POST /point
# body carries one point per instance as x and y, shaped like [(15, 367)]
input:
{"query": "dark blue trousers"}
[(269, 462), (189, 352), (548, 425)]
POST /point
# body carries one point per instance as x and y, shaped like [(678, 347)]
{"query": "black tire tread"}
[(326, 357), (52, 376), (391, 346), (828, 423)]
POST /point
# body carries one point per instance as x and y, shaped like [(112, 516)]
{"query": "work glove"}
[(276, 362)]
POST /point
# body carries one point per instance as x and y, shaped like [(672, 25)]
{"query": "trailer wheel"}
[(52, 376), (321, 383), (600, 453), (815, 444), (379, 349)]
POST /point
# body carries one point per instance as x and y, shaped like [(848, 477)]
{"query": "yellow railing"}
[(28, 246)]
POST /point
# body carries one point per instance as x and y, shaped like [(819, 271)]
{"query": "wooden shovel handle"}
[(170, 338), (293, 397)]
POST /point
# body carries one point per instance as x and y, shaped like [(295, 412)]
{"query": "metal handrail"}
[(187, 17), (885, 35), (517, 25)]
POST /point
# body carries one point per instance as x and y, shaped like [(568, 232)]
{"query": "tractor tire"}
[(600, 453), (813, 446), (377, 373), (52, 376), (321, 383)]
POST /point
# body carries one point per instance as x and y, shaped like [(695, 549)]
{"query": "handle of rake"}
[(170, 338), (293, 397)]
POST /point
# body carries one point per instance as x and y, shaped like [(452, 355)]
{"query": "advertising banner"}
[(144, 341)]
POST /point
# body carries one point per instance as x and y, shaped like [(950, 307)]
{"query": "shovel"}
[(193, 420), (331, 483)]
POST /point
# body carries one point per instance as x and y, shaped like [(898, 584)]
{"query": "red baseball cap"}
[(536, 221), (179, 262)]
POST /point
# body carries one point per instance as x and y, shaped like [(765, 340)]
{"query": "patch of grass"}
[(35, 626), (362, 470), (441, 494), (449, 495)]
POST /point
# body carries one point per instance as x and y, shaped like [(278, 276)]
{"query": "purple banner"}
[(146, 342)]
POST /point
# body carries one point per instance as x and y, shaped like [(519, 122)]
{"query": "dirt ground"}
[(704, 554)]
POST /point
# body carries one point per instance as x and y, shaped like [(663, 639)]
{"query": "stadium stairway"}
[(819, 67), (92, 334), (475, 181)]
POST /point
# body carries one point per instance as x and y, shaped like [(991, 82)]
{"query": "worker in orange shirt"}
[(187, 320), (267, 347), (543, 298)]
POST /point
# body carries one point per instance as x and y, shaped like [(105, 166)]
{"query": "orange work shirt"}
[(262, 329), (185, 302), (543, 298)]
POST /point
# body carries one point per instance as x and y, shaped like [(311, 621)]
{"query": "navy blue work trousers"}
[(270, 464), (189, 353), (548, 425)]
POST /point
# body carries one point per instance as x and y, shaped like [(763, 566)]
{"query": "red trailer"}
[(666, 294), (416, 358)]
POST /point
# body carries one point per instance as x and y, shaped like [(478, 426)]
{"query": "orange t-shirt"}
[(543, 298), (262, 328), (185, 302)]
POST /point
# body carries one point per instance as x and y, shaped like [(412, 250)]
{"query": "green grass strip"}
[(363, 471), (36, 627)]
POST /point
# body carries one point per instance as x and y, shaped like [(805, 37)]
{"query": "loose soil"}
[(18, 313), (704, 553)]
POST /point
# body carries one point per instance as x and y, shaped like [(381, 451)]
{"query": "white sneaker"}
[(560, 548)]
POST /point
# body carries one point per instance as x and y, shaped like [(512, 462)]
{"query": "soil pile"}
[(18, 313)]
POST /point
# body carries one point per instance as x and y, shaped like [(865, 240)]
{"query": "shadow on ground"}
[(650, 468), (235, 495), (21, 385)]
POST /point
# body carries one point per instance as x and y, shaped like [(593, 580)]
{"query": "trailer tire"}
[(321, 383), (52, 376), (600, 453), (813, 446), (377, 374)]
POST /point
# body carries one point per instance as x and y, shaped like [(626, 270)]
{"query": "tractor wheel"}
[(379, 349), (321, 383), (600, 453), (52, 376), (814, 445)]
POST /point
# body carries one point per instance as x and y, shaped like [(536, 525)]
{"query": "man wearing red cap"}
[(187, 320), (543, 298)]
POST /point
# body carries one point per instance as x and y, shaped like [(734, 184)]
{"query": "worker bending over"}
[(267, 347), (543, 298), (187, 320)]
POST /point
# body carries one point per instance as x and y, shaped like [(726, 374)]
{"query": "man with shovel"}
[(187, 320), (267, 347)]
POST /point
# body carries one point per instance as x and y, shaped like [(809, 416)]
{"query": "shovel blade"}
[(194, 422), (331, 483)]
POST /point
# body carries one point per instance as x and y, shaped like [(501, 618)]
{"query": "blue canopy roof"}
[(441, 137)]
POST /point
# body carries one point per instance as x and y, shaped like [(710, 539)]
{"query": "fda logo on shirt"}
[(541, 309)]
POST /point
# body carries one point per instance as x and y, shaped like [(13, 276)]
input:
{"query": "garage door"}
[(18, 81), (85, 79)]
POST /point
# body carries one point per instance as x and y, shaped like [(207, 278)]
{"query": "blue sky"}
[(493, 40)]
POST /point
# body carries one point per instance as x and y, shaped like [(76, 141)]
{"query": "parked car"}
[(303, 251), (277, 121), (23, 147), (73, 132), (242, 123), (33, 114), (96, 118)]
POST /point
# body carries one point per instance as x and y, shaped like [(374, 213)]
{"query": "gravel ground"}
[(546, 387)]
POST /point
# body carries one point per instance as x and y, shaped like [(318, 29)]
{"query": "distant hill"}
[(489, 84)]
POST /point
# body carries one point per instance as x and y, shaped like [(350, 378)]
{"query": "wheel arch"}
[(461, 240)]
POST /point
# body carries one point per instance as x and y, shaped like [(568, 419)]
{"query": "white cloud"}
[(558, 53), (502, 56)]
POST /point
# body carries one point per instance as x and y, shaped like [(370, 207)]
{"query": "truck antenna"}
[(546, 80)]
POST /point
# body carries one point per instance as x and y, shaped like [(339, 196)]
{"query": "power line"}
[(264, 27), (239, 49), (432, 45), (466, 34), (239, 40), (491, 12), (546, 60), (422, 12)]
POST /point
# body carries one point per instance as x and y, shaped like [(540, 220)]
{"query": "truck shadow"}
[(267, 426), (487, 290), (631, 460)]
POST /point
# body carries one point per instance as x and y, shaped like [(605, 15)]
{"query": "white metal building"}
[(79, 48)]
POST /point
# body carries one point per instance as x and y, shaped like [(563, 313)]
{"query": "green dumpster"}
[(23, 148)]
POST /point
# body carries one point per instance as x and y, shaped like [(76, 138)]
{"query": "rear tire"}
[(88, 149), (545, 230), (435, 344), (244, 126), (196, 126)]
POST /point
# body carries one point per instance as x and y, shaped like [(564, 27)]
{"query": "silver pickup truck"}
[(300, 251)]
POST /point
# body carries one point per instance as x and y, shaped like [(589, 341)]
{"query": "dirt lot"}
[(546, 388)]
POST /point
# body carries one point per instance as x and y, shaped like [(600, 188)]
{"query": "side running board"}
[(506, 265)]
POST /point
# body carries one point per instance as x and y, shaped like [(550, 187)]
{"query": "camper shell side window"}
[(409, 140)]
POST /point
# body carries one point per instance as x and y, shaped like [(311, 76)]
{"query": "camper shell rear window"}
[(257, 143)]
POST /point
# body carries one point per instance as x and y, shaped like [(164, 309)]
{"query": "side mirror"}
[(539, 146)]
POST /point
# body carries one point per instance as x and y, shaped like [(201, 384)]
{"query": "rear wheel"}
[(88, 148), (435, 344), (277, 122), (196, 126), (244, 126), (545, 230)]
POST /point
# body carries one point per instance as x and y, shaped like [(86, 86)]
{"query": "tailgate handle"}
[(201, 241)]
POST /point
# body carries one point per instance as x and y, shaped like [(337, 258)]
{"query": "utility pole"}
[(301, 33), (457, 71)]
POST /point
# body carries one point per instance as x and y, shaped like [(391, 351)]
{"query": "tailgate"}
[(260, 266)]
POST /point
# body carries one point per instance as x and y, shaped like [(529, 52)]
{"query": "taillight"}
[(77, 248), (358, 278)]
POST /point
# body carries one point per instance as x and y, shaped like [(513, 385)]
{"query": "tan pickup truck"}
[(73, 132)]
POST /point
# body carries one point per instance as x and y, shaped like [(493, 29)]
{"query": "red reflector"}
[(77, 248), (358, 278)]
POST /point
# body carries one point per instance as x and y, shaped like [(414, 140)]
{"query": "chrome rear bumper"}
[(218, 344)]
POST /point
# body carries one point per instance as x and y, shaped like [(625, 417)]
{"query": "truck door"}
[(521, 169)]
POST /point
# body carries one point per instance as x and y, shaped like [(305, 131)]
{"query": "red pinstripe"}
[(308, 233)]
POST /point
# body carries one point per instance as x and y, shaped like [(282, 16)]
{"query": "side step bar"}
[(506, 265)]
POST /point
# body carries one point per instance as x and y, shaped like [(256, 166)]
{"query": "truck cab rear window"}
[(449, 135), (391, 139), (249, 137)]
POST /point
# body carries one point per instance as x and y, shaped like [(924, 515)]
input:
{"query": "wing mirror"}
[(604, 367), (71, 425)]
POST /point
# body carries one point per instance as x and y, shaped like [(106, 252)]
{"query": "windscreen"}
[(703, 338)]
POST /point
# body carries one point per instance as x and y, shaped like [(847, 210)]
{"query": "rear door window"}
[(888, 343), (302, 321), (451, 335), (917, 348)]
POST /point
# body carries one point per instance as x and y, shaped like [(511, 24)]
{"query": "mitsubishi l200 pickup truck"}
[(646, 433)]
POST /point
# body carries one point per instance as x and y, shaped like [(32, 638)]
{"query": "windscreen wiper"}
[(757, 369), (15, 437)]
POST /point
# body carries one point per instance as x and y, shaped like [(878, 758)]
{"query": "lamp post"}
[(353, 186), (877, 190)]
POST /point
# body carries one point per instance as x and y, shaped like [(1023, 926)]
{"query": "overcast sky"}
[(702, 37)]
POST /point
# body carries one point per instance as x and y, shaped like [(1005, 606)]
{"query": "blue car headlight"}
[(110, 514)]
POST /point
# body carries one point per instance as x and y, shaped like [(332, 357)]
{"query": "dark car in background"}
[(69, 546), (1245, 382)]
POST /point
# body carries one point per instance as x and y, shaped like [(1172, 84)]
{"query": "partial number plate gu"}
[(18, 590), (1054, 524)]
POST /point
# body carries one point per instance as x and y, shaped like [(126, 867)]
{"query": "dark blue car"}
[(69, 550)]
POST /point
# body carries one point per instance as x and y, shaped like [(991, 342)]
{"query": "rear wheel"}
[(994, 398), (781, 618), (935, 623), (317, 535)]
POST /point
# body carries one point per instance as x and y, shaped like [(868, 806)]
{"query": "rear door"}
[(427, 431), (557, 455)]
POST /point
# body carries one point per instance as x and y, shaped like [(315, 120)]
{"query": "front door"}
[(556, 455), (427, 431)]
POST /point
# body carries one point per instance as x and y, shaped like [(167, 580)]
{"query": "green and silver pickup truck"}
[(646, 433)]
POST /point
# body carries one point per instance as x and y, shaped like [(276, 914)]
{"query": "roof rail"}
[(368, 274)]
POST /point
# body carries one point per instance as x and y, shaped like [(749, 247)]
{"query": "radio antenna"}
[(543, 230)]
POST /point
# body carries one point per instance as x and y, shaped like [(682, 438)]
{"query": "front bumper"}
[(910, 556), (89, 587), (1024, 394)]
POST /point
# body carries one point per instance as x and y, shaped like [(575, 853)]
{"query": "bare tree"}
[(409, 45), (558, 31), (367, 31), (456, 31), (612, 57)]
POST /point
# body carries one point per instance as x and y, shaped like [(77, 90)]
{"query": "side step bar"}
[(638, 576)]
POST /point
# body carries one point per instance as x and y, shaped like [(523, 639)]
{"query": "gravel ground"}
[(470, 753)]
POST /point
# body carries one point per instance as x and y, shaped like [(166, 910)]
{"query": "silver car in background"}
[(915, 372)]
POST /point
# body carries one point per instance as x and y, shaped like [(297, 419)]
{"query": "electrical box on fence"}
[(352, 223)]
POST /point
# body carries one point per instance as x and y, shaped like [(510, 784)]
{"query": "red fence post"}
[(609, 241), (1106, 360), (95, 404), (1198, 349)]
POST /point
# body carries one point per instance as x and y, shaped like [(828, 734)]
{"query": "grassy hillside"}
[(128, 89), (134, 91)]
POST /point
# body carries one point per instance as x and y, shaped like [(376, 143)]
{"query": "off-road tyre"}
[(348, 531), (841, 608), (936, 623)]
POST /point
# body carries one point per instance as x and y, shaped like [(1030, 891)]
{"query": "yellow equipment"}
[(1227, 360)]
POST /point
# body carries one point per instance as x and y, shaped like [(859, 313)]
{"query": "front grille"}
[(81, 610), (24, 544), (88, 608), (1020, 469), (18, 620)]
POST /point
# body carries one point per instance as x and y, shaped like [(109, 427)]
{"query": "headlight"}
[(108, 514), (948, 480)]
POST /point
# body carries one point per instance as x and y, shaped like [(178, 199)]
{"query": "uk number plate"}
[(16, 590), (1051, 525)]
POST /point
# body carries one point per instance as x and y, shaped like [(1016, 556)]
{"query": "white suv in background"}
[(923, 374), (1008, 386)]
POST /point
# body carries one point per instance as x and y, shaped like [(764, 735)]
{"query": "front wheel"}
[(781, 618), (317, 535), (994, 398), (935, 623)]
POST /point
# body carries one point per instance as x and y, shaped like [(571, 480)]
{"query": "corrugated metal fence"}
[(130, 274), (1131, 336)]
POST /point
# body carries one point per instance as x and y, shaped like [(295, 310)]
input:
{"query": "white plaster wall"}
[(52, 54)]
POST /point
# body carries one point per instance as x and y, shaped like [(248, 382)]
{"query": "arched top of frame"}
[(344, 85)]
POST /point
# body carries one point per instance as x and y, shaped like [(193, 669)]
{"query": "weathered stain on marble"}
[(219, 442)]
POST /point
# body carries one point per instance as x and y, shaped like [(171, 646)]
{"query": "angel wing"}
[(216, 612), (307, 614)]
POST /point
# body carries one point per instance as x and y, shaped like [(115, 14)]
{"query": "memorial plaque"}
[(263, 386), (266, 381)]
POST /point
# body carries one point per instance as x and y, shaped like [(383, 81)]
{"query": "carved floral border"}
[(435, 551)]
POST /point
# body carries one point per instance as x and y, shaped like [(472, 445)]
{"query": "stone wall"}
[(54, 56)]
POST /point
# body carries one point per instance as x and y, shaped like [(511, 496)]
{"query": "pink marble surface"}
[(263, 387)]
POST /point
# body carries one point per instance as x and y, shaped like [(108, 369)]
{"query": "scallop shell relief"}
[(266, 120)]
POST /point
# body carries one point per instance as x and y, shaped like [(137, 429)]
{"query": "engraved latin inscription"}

+ + + + +

# PROBLEM DETAILS
Count the lines in the material above that contain the string "bumper", and reply with the number alone.

# ANSWER TO THE TASK
2